[Reading passage — start]

Ramos v. Louisiana

LII note: the oral arguments in Ramos v. Louisiana are now available from Oyez. The U.S. Supreme Court has now decided Ramos v. Louisiana .


Does the U.S. Constitution require a unanimous jury verdict to convict a state criminal defendant?

Oral argument: 
October 7, 2019

This case asks the U.S. Supreme Court to reconsider its holding in Apodaca v. Oregon, where the Court held that states could permit non-unanimous jury verdicts to convict criminal defendants. In July 2016, Evangelisto Ramos was found guilty of second-degree murder by a ten to two jury verdict. Ramos contends that a non-unanimous jury conviction violates the Sixth Amendment right to a fair jury trial, and therefore, the Court should overrule Apodaca. Louisiana counters that, under Apodaca, states are not constitutionally required to mandate unanimous jury verdicts because the Sixth Amendment imposes that requirement only on the federal government. The outcome of this case has important implications for criminal procedure and the participation of minority citizens in jury deliberation.

Questions as Framed for the Court by the Parties 

Whether the 14th Amendment fully incorporates the Sixth Amendment guarantee of a unanimous verdict.


On November 26, 2014, while inspecting blighted areas in New Orleans, a code enforcement officer discovered the dead body of a woman, later identified as Trinece Fedison, inside a trash can in an alley. New Orleans homicide detectives investigated and learned that Trinece’s nephew, Jerome Fedison, had information on a possible suspect. The day before the police found the body, Jerome had seen Trinece enter a house with a “Spanish” man— Evangelisto Ramos—with whom she had been speaking on a street corner. Jerome waited for her outside the house for a half hour, but she did not emerge. The next day, after learning that his aunt’s body was found, Jerome saw Ramos leaving the same house. Because Ramos was the last person Jerome had seen with his aunt, Jerome approached Ramos and threatened him.

Ramos feared for his life and contacted the police. Ramos offered a DNA sample and told a detective that he had consensual sex with Trinece the night before she was killed. The detective matched the sample with DNA found on the victim and on the handles of the trash can in which the police had found Trinece’s body. Upon receiving the DNA results, a detective arrested Ramos. Ramos subsequently explained that he had put garbage in the trash can after having sex with Trinece. He told the police that Trinece was a prostitute and that after she had left his house, he saw her get into a black SUV with two men.

On May 21, 2015, a grand jury indicted Ramos on one count of second-degree murder. At trial, the prosecution produced the DNA evidence but no eyewitnesses or physical evidence linking Ramos directly to the murder. On June 22, 2016, the jury found Ramos guilty of second-degree murder by a ten to two vote.

On July 6, 2016, Ramos moved for a new trial on the ground that Louisiana’s non-unanimous verdict provision violated the Sixth and Fourteenth Amendments of the U.S. Constitution. Although Louisiana passed a law in 2018 that prohibits non-unanimous verdicts in felony trials, the law does not apply to cases that were not tried or were still pending direct review before January 1, 2019. On November 2, 2017, the Louisiana Court of Appeal, Fourth Circuit overruled Ramos’s motion and entered a guilty verdict, sentencing him to life in prison without parole. The Louisiana Supreme Court denied review.

[Reading passage — finish]

_Tasks to perform_:
1 > Do these statements agree with the Ramos v. Louisiana summary? Answer yes or no for each and quote the words from the summary that decide it.
(a) A grand jury indicted Ramos on a count of first-degree murder.
(b) The prosecution presented eyewitnesses at the trial.
(c) Ramos offered a DNA sample.
2 > Answer these questions from the Ramos v. Louisiana summary:
(a) On what date was oral argument held?
(b) Who discovered the woman's body?
(c) What sentence did Ramos receive?
3 > Carry on the Ramos v. Louisiana summary from its last sentence.

[Available data — start]

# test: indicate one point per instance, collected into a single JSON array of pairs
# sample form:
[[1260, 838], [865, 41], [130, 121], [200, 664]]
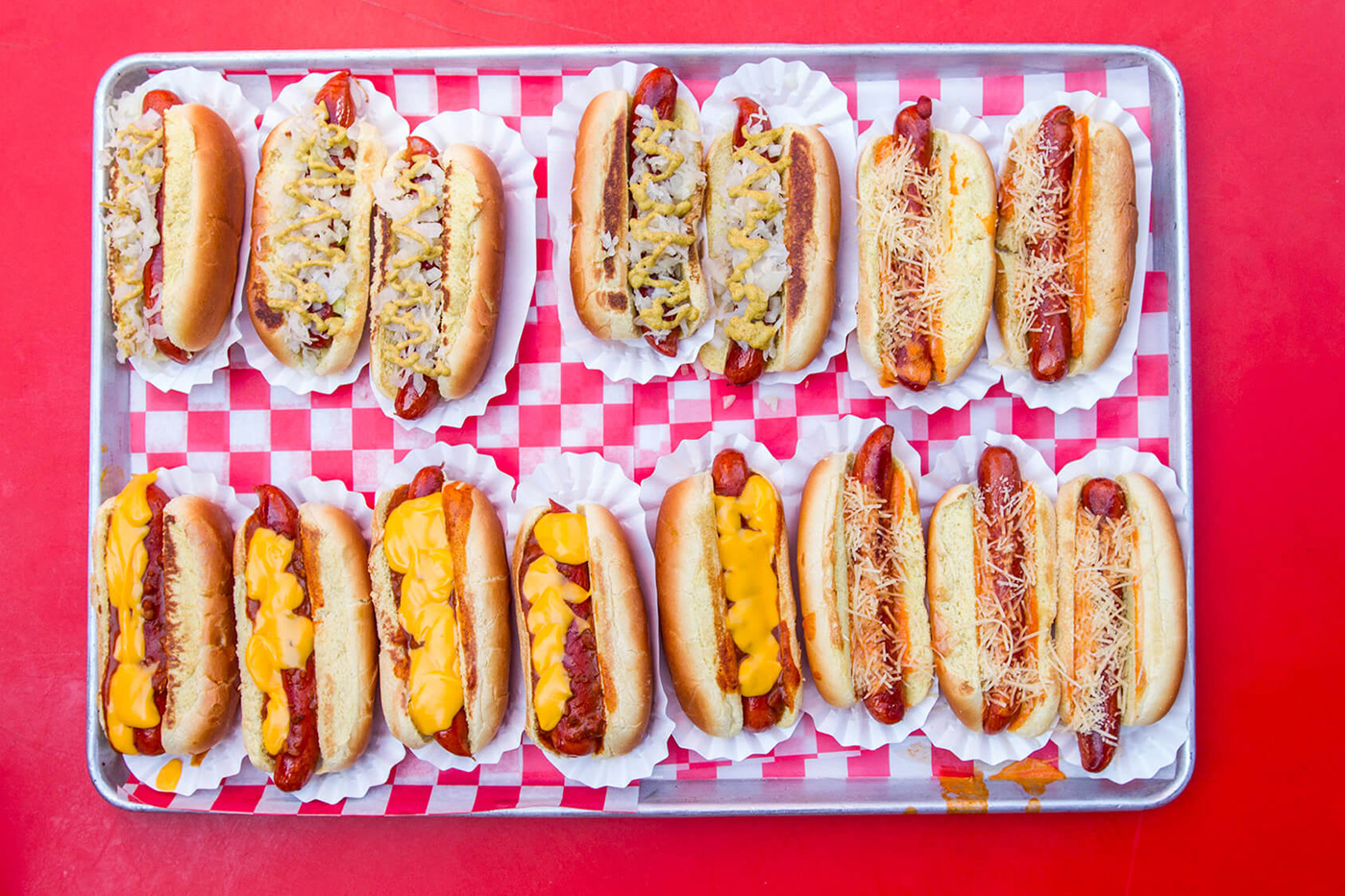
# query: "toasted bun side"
[[1039, 712], [199, 635], [345, 646], [811, 233], [393, 690], [204, 224], [475, 269], [967, 217], [912, 615], [1160, 606], [692, 607], [279, 167], [622, 634], [252, 698], [1113, 230], [600, 204], [823, 584], [952, 604]]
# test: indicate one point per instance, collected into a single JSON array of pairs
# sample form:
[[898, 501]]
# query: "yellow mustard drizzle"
[[318, 164], [679, 291], [749, 327], [413, 294]]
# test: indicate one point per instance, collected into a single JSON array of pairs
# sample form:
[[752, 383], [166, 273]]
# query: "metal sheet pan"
[[110, 381]]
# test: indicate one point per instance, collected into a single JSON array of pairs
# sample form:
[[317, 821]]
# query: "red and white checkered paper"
[[246, 432]]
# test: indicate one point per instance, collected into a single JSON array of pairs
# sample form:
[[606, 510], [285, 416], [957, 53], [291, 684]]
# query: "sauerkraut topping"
[[661, 237], [756, 235], [311, 262], [412, 303], [136, 160]]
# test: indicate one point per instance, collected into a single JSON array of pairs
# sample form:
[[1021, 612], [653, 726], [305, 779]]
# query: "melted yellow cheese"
[[131, 693], [641, 228], [549, 594], [749, 327], [281, 638], [749, 581], [416, 545], [315, 153]]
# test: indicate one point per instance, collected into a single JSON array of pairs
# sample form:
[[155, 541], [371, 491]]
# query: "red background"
[[1264, 133]]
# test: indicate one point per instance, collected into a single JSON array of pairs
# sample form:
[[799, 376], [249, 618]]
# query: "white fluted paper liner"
[[383, 751], [225, 758], [1085, 390], [464, 465], [689, 459], [298, 98], [854, 727], [791, 91], [618, 359], [957, 467], [515, 166], [572, 479], [1143, 751], [208, 89], [978, 376]]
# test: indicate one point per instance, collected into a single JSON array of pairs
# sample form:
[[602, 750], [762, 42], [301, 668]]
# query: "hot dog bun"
[[1154, 635], [957, 248], [811, 187], [273, 303], [199, 641], [345, 644], [621, 631], [202, 228], [464, 303], [1103, 229], [954, 613], [481, 634], [600, 218], [827, 523], [699, 648]]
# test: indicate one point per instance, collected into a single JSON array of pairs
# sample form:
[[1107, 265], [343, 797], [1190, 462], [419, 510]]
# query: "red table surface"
[[1264, 132]]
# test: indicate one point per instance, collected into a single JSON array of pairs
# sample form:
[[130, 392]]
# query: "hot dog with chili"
[[1065, 244], [168, 675], [927, 265], [309, 271], [172, 225], [306, 638], [582, 633], [863, 581], [773, 222], [638, 194], [437, 272], [1120, 633], [440, 586], [726, 599], [992, 599]]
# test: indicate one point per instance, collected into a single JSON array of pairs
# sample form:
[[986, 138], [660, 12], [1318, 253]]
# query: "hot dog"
[[927, 265], [992, 599], [861, 581], [172, 224], [726, 599], [638, 195], [1120, 634], [773, 222], [437, 271], [1065, 244], [582, 633], [306, 638], [167, 673], [441, 597], [309, 269]]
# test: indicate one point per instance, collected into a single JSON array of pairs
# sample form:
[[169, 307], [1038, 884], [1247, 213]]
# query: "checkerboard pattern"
[[248, 432]]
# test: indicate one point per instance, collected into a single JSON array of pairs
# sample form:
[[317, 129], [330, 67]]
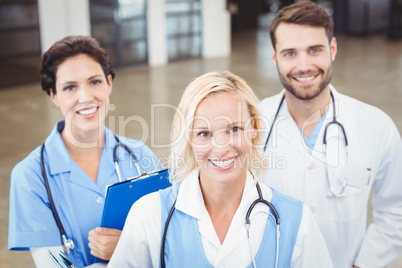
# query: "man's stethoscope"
[[260, 199], [334, 121], [68, 243]]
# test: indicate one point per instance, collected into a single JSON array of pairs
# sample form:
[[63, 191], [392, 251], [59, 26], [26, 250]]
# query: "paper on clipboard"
[[121, 196]]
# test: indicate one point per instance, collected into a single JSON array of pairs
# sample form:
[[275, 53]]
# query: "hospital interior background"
[[157, 47]]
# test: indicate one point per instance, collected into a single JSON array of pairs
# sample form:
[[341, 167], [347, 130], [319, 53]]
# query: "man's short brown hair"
[[303, 13]]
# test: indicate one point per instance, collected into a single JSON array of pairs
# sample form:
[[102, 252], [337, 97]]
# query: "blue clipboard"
[[121, 196]]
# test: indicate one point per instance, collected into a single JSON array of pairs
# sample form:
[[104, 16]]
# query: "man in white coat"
[[332, 167]]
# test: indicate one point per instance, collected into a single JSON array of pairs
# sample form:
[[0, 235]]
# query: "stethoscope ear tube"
[[67, 243], [164, 235]]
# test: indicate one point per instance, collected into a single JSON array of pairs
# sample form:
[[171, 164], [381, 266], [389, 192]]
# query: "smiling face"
[[304, 58], [221, 139], [82, 94]]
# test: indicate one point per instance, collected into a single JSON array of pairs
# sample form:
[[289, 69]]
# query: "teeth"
[[223, 164], [88, 111], [303, 79]]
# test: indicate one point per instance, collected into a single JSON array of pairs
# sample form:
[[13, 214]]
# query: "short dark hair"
[[68, 47], [303, 13]]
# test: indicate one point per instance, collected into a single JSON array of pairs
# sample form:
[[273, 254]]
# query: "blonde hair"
[[182, 160]]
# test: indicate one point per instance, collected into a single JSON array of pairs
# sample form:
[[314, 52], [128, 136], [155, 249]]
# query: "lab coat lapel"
[[289, 130]]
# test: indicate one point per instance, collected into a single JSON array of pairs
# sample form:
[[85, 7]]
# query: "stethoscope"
[[333, 122], [260, 199], [68, 244]]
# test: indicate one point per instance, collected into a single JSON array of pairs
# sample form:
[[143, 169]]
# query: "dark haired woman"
[[77, 160]]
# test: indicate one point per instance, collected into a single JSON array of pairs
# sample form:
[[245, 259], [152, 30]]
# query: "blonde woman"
[[216, 214]]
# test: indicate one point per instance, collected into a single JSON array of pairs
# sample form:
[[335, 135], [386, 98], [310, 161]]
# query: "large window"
[[183, 22], [20, 43], [120, 27]]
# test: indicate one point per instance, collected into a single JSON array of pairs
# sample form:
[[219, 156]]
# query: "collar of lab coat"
[[191, 202], [293, 134]]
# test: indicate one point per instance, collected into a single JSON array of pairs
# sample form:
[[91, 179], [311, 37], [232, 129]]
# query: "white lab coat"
[[375, 161]]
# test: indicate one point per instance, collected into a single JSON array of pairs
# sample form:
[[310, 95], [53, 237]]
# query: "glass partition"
[[183, 27], [120, 27]]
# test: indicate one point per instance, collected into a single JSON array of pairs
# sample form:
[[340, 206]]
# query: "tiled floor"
[[369, 69]]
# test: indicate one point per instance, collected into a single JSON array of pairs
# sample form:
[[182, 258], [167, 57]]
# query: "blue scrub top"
[[78, 200]]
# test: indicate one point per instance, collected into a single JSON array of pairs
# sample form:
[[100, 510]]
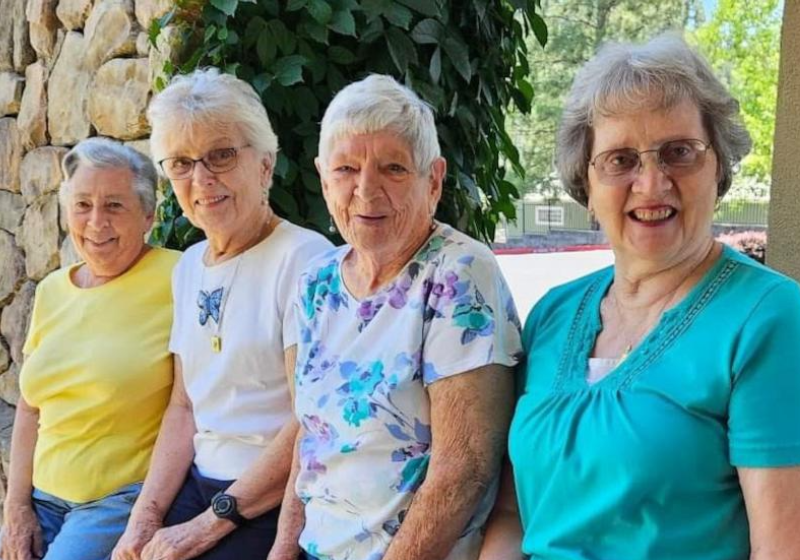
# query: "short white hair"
[[379, 103], [209, 98], [102, 153], [625, 77]]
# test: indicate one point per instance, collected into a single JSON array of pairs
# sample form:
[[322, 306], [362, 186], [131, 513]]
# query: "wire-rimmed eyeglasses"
[[676, 158], [216, 161]]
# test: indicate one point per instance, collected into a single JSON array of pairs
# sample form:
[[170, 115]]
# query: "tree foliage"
[[577, 29], [467, 58], [742, 41]]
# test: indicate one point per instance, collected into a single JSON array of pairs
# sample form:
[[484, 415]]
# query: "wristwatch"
[[224, 506]]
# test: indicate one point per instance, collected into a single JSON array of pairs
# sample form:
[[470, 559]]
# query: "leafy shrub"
[[467, 58], [751, 243]]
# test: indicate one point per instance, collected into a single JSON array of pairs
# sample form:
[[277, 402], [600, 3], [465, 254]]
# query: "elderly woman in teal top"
[[659, 410]]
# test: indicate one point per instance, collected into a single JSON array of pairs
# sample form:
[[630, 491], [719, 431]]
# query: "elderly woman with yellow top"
[[224, 452], [403, 382], [659, 409], [98, 373]]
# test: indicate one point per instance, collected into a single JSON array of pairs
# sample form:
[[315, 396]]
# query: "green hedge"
[[466, 58]]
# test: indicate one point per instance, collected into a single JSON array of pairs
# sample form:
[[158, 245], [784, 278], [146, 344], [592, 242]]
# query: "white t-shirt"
[[239, 393]]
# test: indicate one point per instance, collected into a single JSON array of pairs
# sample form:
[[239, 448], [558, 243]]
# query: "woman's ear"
[[438, 173], [320, 171]]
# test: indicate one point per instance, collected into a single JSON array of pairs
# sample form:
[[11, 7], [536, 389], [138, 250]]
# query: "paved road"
[[530, 276]]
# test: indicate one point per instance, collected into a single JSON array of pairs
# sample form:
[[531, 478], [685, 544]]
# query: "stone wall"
[[69, 69]]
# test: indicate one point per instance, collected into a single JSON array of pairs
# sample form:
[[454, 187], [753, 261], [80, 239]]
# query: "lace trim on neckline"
[[674, 322]]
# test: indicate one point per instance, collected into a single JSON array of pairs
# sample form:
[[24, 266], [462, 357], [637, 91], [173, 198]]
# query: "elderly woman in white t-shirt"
[[224, 452]]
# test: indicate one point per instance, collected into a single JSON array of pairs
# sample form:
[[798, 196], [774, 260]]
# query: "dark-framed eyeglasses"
[[676, 158], [216, 161]]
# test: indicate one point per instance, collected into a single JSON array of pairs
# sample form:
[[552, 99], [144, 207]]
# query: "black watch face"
[[224, 505]]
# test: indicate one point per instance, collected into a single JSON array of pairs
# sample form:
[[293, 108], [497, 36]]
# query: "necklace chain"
[[216, 337], [644, 326]]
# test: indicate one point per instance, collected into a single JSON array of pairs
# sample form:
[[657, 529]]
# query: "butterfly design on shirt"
[[209, 304]]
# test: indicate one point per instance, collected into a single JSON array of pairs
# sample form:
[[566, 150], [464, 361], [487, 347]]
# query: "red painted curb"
[[565, 249]]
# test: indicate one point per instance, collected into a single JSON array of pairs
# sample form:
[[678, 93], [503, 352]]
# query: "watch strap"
[[224, 506]]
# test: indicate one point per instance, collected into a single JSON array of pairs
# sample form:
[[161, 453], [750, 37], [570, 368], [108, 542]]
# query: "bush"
[[751, 243], [467, 58]]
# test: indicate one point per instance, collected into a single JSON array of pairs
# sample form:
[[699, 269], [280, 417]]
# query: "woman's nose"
[[650, 177]]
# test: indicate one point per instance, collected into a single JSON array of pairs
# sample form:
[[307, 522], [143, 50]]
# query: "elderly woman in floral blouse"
[[408, 336]]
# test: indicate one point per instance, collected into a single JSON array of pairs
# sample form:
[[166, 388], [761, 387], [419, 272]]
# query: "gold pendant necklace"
[[213, 304]]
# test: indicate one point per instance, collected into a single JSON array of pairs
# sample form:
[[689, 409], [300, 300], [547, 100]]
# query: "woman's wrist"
[[13, 502]]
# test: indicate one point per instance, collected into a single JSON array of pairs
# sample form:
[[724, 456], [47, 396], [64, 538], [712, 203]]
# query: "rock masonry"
[[69, 69]]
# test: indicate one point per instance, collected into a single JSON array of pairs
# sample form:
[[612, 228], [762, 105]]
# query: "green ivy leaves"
[[464, 57]]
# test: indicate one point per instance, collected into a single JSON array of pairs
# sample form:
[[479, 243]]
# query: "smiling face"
[[654, 217], [381, 203], [221, 204], [105, 219]]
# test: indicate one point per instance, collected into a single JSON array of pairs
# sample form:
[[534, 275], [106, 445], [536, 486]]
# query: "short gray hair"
[[379, 103], [626, 77], [210, 98], [102, 153]]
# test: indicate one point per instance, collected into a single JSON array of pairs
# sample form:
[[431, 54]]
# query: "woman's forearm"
[[503, 538], [470, 414], [440, 511], [172, 457], [292, 517], [23, 444], [261, 487]]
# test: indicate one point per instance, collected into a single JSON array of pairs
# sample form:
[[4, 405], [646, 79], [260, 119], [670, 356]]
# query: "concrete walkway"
[[530, 276]]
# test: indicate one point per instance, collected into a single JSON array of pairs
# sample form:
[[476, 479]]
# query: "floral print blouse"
[[362, 371]]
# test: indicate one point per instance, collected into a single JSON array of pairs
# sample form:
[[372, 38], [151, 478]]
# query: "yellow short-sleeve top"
[[99, 371]]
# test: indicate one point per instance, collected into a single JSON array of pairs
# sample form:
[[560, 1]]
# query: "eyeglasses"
[[676, 158], [216, 161]]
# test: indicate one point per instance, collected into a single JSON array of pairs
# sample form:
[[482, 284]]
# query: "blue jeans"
[[88, 531]]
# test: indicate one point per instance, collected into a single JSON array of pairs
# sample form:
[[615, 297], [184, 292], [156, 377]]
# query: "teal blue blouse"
[[642, 465]]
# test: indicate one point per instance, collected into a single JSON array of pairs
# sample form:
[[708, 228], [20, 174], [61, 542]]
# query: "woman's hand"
[[22, 535], [137, 534]]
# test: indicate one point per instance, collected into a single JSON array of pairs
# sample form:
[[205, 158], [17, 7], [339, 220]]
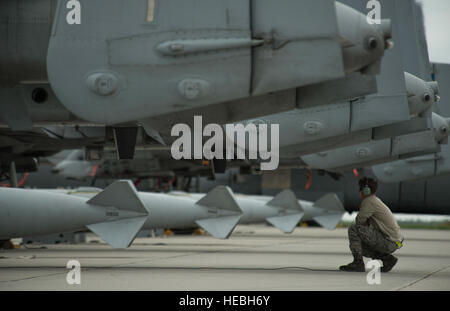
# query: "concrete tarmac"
[[254, 258]]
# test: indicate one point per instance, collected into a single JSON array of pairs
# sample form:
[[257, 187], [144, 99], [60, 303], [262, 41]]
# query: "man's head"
[[367, 187]]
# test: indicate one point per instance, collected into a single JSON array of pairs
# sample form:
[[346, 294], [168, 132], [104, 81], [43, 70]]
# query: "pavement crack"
[[421, 278]]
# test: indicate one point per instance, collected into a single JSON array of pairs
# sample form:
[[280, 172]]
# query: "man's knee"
[[355, 229]]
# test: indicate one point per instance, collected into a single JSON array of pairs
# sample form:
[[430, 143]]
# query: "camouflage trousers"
[[369, 242]]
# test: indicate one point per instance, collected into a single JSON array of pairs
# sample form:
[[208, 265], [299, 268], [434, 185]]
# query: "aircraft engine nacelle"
[[363, 44], [383, 150], [131, 60]]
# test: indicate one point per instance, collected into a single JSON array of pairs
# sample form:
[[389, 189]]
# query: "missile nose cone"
[[386, 28]]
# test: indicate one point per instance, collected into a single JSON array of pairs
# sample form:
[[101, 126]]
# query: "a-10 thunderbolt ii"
[[123, 63], [397, 112]]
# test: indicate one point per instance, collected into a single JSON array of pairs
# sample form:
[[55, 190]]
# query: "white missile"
[[119, 212], [116, 214], [284, 211], [216, 212]]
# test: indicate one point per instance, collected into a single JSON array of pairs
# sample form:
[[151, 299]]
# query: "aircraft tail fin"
[[333, 208], [225, 211], [123, 196]]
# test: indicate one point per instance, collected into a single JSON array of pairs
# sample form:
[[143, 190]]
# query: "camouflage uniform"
[[369, 242]]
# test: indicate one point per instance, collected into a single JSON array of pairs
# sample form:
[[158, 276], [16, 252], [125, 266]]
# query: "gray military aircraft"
[[120, 65]]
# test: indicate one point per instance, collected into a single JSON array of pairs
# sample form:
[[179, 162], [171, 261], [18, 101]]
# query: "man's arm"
[[365, 212]]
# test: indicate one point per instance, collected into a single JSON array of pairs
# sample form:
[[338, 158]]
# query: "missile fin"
[[329, 221], [122, 195], [285, 223], [220, 227], [222, 198], [286, 199], [120, 233]]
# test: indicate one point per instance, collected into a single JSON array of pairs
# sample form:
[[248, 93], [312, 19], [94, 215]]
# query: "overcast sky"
[[437, 24]]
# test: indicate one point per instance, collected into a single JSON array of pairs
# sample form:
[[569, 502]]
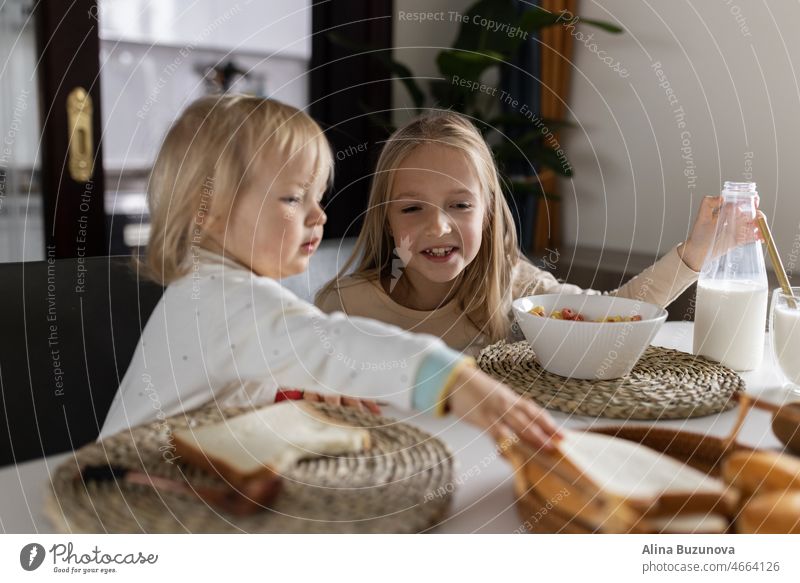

[Available data — finish]

_Answers by item number_:
1 >
(a) No: "a grand jury indicted Ramos on one count of second-degree murder."
(b) No: "the prosecution produced the DNA evidence but no eyewitnesses or physical evidence linking Ramos directly to the murder."
(c) Yes: "Ramos offered a DNA sample."

2 >
(a) October 7, 2019.
(b) A code enforcement officer.
(c) Life in prison without parole.

3 >
Ramos filed a petition for a writ of certiorari with the U.S. Supreme Court on September 7, 2018. In his petition, he asked the Court to overrule Apodaca v. Oregon, where the Court ruled that the Sixth Amendment requires a unanimous jury verdict in federal, but not state, criminal cases. The Court granted certiorari on March 18, 2019.



Evangelisto Ramos argues that the Sixth Amendment’s Jury Trial Clause requires a unanimous jury verdict for a criminal conviction. Ramos asserts that the historical origins of the Jury Trial Clause mandate unanimity. Indeed, Ramos notes that English common-law required unanimous jury verdicts since at least the Fifteenth Century. He explains that this legal tradition retained its prominence in early America as colonists formulated their own legal systems. Ramos contends that the Framers intended to constitutionalize pre-existing rights when they drafted the Bill of Rights. Accordingly, Ramos posits that the Sixth Amendment was intended to codify common-law unanimity into the jury-trial protection. He argues that, although the Sixth Amendment does not explicitly mention unanimity, the Court assumes that when the Constitution contains common-law rights it also intended to incorporate any historical aspects and limitations attached to those rights. Therefore, Ramos contends that the right to a jury trial conveys more than its literal reading—it implies how the jury must issue its verdict, which throughout history has been unanimously. Ramos contends that this understanding is bolstered by the fact that the federal government and almost every state have required unanimity since the Founding, and that this near-uniform national judgment should guide the Court’s interpretation of the Jury Trial Clause.

Further, Ramos asserts that over a century of court cases reflect the historical understanding that the Sixth Amendment preserved the common-law unanimity requirement. This understanding, Ramos maintains, is supported by numerous jurists and scholars who over the past two centuries have described the Jury Trial Clause as requiring unanimity. For example, Ramos quotes Justice Story, who stated that the jury-trial right required that the jury “unanimously concur in the guilt of the accused before a legal conviction may be had.” In fact, Ramos points out, a majority of the justices in Apodaca, despite disagreeing on other grounds, espoused this view when they agreed that the Sixth Amendment requires unanimity.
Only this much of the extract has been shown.